= Stated task =
In the material below, substitute "stacked blue bowl" for every occurrence of "stacked white bowl" and leave everything else unchanged. Omit the pictures from your version.

(Box annotations for photographs)
* * *
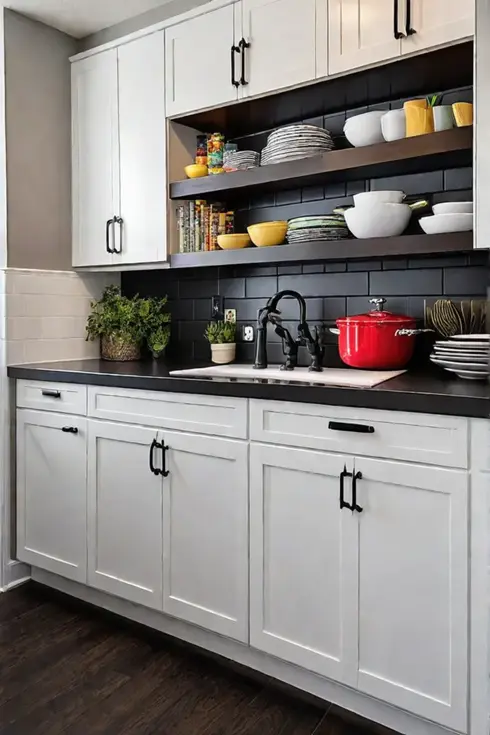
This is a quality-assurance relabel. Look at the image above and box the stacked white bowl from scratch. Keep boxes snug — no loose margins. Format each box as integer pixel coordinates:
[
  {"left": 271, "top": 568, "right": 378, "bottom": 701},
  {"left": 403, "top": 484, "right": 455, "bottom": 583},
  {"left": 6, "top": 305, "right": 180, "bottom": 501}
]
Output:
* * *
= Response to this task =
This is a quality-assurance relabel. Look at the image above and box the stacked blue bowl from scratch. Keep boxes snug — no loose margins. Format each box as integer pixel coordinates:
[
  {"left": 271, "top": 568, "right": 378, "bottom": 701},
  {"left": 403, "top": 484, "right": 455, "bottom": 583},
  {"left": 6, "top": 305, "right": 180, "bottom": 501}
]
Output:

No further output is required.